**Data rows:**
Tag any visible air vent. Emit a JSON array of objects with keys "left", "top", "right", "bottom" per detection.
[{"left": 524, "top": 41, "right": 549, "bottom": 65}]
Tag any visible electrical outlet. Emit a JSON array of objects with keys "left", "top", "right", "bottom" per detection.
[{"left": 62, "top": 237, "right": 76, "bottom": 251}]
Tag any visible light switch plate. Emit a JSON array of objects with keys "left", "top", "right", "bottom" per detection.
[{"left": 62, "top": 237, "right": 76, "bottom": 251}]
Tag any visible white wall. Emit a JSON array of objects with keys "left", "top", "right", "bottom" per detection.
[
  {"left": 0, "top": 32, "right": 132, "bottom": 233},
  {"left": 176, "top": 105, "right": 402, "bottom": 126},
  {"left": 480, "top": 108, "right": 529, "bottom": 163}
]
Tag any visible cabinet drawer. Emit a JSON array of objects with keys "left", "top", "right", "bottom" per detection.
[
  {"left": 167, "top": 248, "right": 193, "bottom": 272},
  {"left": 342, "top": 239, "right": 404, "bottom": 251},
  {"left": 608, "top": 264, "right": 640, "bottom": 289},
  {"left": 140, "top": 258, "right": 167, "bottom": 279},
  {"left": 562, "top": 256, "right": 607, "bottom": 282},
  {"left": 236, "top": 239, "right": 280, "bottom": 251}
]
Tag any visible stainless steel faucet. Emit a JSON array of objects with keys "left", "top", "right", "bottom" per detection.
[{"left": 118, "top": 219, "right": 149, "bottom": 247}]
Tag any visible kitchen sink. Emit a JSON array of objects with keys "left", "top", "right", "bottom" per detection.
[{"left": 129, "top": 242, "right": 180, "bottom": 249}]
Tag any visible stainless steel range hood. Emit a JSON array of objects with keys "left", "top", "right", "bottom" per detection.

**What you have to do:** Report every line of the listing above that contains the string "steel". Case counts.

**Output:**
Tag any visible stainless steel faucet. Emit a JSON array of objects with keys "left", "top", "right", "bottom" per detection.
Tag any visible stainless steel range hood. Emit a JSON array of objects with keys "left", "top", "right", "bottom" per detection.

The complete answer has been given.